▶ [AIM OF THE TASK]: Select every line of the records below that contains the word "rough", matching its case exactly.

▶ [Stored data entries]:
#####

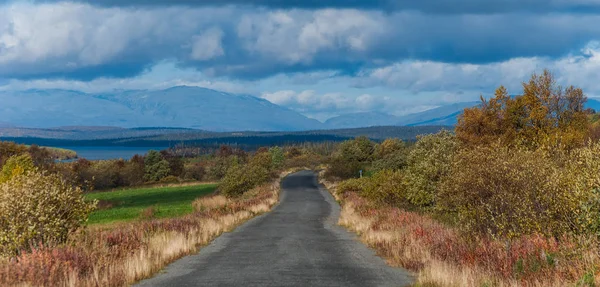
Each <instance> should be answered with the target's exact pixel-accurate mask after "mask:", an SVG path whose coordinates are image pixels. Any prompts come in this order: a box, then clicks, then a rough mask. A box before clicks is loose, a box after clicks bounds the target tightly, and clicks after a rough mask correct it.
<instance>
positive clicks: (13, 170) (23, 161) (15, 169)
mask: <svg viewBox="0 0 600 287" xmlns="http://www.w3.org/2000/svg"><path fill="white" fill-rule="evenodd" d="M33 170H35V166H34V164H33V159H32V158H31V156H30V155H29V154H21V155H13V156H11V157H10V158H8V160H6V164H4V166H3V167H2V172H1V173H0V183H3V182H7V181H9V180H10V179H11V178H13V177H15V176H18V175H22V174H24V173H26V172H29V171H33Z"/></svg>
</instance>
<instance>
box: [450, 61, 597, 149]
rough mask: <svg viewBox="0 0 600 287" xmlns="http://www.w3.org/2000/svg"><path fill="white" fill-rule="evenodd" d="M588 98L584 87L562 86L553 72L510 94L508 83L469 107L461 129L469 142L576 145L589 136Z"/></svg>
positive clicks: (530, 144) (538, 146) (457, 127)
mask: <svg viewBox="0 0 600 287" xmlns="http://www.w3.org/2000/svg"><path fill="white" fill-rule="evenodd" d="M586 100H587V98H586V96H585V95H584V94H583V91H582V90H581V89H580V88H576V87H573V86H567V87H566V88H565V87H562V86H560V85H558V84H557V83H556V80H555V78H554V76H553V75H552V73H550V72H549V71H548V70H544V72H543V73H542V74H540V75H537V74H533V75H532V76H531V78H530V80H529V81H527V82H524V83H523V93H522V94H521V95H519V96H510V95H509V94H508V92H507V90H506V89H505V88H504V87H502V86H501V87H499V88H498V89H497V90H496V93H495V96H494V97H493V98H491V99H489V100H486V99H484V98H483V97H481V104H480V105H479V106H477V107H473V108H468V109H465V111H464V113H463V114H462V115H461V116H460V117H459V119H458V124H457V125H456V128H455V131H456V135H457V138H458V139H459V140H460V141H461V142H463V143H465V144H467V145H473V146H477V145H487V144H493V143H496V142H497V141H500V142H502V144H504V145H514V144H517V145H520V146H526V147H528V148H532V149H537V148H540V147H543V146H552V147H556V148H561V149H573V148H577V147H581V146H583V145H584V143H585V140H586V139H587V138H588V137H589V133H590V126H589V119H588V115H589V111H587V110H586V109H585V102H586Z"/></svg>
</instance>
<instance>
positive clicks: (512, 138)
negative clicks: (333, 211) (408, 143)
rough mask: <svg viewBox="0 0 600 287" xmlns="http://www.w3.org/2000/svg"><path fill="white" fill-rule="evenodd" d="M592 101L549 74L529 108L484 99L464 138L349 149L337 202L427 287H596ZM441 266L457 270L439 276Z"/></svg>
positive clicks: (597, 152) (361, 229)
mask: <svg viewBox="0 0 600 287" xmlns="http://www.w3.org/2000/svg"><path fill="white" fill-rule="evenodd" d="M585 101H586V97H585V95H584V93H583V91H582V90H581V89H580V88H576V87H572V86H568V87H561V86H559V85H558V84H557V83H556V81H555V79H554V77H553V75H552V74H551V73H550V72H549V71H544V72H543V73H542V74H539V75H536V74H534V75H533V76H532V77H531V79H530V80H529V81H527V82H525V83H523V92H522V94H521V95H519V96H509V95H508V93H507V91H506V89H505V88H504V87H500V88H498V89H497V90H496V92H495V95H494V96H493V97H491V98H490V99H484V98H483V97H482V98H481V104H480V105H479V106H478V107H473V108H468V109H466V110H465V111H464V113H463V114H462V115H461V116H460V118H459V121H458V124H457V125H456V127H455V129H454V131H441V132H439V133H436V134H430V135H422V136H420V137H419V138H418V140H417V141H416V142H415V143H414V144H410V145H409V144H406V143H404V142H402V141H400V140H398V139H387V140H385V141H383V142H381V143H376V142H373V141H371V140H369V139H367V138H364V137H362V138H356V139H354V140H350V141H346V142H343V143H341V144H340V145H339V148H338V149H337V151H336V152H335V153H334V154H333V155H332V157H331V161H330V165H329V169H328V171H327V173H326V176H327V177H328V178H329V179H330V180H333V181H336V180H337V181H339V180H342V181H341V182H340V183H339V185H338V187H337V192H338V194H339V195H340V196H341V197H342V198H343V199H345V200H347V201H348V202H349V204H350V206H352V209H351V210H352V212H358V214H360V216H364V217H365V218H367V219H365V220H366V222H362V221H361V222H362V223H358V224H366V225H367V226H369V225H370V226H371V227H369V228H366V229H365V228H362V229H360V230H362V231H361V232H363V233H364V234H368V235H367V236H368V237H366V239H365V240H367V241H371V242H372V244H373V245H372V246H373V247H375V248H377V249H378V250H379V251H380V252H382V253H383V254H388V256H389V257H390V258H391V260H392V261H395V262H398V263H399V264H400V265H403V266H405V267H407V268H410V269H412V270H414V271H417V272H425V273H421V274H426V275H423V277H422V278H427V279H426V280H430V281H424V282H421V283H427V282H429V283H431V282H433V283H435V282H438V281H436V280H442V279H440V278H444V276H447V277H453V276H454V277H456V278H461V279H459V281H457V282H470V283H468V285H481V284H484V285H485V284H488V285H489V284H491V285H506V284H508V285H511V284H513V285H514V284H516V285H525V286H528V285H531V286H538V285H539V286H546V285H552V286H554V285H556V286H565V285H563V284H575V283H577V284H580V285H585V286H588V285H590V284H591V285H590V286H595V285H593V284H596V283H597V282H598V277H597V274H598V273H597V271H598V269H597V267H598V266H600V265H598V264H600V254H599V249H598V248H599V245H598V242H599V241H598V240H599V238H598V236H599V235H600V142H599V141H598V140H599V135H600V133H599V131H600V130H599V128H600V127H599V122H598V115H597V114H595V113H594V111H592V110H586V109H584V103H585ZM361 170H362V172H363V174H364V175H365V176H363V177H362V178H359V176H360V171H361ZM355 195H358V196H360V197H362V198H365V199H367V201H368V202H369V204H361V202H362V201H360V200H358V199H356V197H355ZM384 214H385V215H384ZM388 215H389V216H388ZM398 216H400V217H401V218H404V219H402V220H401V221H402V222H405V223H404V224H401V222H400V221H397V220H400V219H398ZM394 218H396V219H397V220H395V219H394ZM406 218H413V219H412V220H413V221H404V220H406ZM432 219H433V221H432ZM349 221H352V220H349ZM436 222H442V223H443V225H439V224H437V223H436ZM359 226H360V225H357V226H356V227H354V228H359ZM369 232H370V233H369ZM382 232H388V233H387V234H394V236H392V235H386V236H384V235H381V234H383V233H382ZM378 234H379V235H378ZM455 234H458V235H459V236H455ZM404 250H408V251H404ZM410 250H412V251H410ZM415 250H417V251H415ZM410 254H422V255H420V256H411V255H410ZM436 260H437V261H436ZM432 262H434V263H432ZM435 262H438V263H435ZM439 262H442V263H439ZM440 264H451V266H459V267H457V268H458V269H456V270H457V271H456V273H455V274H454V275H453V276H448V275H447V274H446V275H444V276H441V275H440V273H444V272H446V273H447V271H442V270H440V268H442V267H440ZM436 268H438V269H437V270H436ZM452 268H455V267H452ZM461 268H462V269H461ZM461 270H462V271H461ZM479 273H481V274H484V275H481V274H480V275H481V276H479V275H476V274H479ZM432 274H433V275H432ZM435 274H437V275H435ZM444 274H445V273H444ZM465 274H467V275H465ZM468 274H471V275H468ZM474 274H475V275H474ZM438 275H440V276H438ZM436 276H437V277H436ZM461 276H462V277H461ZM478 276H479V277H478ZM456 278H454V279H452V280H455V279H456ZM423 280H425V279H423ZM449 280H450V279H449ZM460 280H463V281H460ZM442 281H443V280H442ZM438 283H439V282H438ZM436 284H437V283H436ZM463 284H467V283H463ZM536 284H537V285H536Z"/></svg>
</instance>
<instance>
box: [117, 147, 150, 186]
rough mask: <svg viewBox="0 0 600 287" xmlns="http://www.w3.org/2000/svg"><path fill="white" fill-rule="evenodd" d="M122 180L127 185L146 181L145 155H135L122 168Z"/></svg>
mask: <svg viewBox="0 0 600 287" xmlns="http://www.w3.org/2000/svg"><path fill="white" fill-rule="evenodd" d="M120 172H121V180H122V181H123V185H125V186H136V185H141V184H143V183H144V174H145V172H146V170H145V164H144V157H142V156H140V155H137V154H136V155H134V156H133V157H131V159H130V160H129V161H127V162H126V163H125V166H124V167H123V168H121V170H120Z"/></svg>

#####

▶ [RESPONSE TO THE EXERCISE]:
Each <instance> should be answered with the target's exact pixel-accurate mask after "mask:", an SVG path whose coordinates are image pixels. Any prompts come in this order: a box, then clicks, then a rough mask. A box before clicks is loose, a box after clicks bounds the target tightly, and clicks after a rough mask correct it.
rough mask: <svg viewBox="0 0 600 287" xmlns="http://www.w3.org/2000/svg"><path fill="white" fill-rule="evenodd" d="M588 98L584 87L562 86L553 72L510 94L508 83L469 107L461 129L469 142L576 145L589 136Z"/></svg>
rough mask: <svg viewBox="0 0 600 287" xmlns="http://www.w3.org/2000/svg"><path fill="white" fill-rule="evenodd" d="M592 101L549 74L529 108L484 99L464 138L349 149L337 202L427 287H596ZM441 266L457 270L439 276Z"/></svg>
rough mask: <svg viewBox="0 0 600 287" xmlns="http://www.w3.org/2000/svg"><path fill="white" fill-rule="evenodd" d="M122 180L127 185L146 181L145 155H135L122 168Z"/></svg>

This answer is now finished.